*** Listed records

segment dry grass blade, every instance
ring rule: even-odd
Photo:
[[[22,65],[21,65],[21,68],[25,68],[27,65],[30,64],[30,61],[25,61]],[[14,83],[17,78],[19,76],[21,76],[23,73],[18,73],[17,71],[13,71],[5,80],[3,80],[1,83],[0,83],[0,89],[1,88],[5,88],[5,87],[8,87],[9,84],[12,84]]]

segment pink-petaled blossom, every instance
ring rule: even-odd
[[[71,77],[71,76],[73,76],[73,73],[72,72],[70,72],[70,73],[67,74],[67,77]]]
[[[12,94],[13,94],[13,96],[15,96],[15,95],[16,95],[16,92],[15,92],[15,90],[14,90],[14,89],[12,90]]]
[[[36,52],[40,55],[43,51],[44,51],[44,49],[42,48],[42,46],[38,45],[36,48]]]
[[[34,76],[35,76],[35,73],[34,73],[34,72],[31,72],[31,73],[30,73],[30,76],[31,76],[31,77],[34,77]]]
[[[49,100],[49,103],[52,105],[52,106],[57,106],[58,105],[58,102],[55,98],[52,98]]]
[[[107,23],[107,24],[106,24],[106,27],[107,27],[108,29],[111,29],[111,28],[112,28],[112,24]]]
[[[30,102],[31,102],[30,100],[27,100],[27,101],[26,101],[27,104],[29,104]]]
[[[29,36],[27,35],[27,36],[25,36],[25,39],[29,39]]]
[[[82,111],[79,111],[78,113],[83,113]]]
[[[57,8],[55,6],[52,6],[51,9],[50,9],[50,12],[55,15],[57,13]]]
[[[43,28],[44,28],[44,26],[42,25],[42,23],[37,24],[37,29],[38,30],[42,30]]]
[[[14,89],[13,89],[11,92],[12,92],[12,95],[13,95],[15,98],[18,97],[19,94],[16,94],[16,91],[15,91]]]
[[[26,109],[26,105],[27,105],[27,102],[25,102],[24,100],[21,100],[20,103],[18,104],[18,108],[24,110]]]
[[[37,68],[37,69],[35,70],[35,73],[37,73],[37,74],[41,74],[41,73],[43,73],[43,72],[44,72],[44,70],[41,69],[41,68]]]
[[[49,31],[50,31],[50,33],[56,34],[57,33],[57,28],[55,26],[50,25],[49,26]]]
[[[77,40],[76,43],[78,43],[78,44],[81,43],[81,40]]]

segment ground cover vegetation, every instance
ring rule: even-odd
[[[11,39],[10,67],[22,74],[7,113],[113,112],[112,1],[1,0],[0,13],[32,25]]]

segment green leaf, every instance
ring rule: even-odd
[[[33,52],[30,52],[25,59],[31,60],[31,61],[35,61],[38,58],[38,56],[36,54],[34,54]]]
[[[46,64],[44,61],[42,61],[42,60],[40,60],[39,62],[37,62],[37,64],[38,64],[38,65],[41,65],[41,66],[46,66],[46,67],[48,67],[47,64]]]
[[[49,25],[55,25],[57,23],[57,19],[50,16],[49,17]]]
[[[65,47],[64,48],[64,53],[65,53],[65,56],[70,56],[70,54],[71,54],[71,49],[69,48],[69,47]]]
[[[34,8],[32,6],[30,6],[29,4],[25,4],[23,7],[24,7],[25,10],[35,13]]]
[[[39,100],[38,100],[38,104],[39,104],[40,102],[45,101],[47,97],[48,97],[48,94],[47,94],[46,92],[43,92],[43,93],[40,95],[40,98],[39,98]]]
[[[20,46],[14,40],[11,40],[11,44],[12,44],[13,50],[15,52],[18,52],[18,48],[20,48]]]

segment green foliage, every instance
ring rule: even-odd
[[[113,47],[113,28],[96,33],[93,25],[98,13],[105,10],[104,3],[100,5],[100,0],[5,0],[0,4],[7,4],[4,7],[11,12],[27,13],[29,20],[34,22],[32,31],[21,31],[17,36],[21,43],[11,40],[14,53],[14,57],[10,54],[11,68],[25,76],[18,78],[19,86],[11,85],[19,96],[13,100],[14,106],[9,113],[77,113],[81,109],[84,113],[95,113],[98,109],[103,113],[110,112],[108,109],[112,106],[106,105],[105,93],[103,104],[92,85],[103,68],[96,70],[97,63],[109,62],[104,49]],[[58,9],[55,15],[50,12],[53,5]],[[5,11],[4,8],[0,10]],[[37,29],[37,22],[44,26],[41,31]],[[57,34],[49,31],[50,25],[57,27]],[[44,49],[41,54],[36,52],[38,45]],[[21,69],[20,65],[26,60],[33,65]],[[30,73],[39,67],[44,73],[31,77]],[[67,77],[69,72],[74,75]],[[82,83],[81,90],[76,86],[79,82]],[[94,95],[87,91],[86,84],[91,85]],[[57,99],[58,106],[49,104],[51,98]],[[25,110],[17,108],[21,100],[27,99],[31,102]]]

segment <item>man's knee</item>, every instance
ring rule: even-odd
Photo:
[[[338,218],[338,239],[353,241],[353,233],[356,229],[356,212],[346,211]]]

******

**Aim of the task:** Output everything from the line containing "segment <item>man's knee</item>, every" down to the end of the data as a numbered list, leaving out any blank lines.

**Exercise output:**
1. segment <item>man's knee</item>, every instance
2. ring rule: even-odd
3. Photo:
4. [[[338,218],[338,239],[353,241],[353,233],[356,229],[356,212],[346,211]]]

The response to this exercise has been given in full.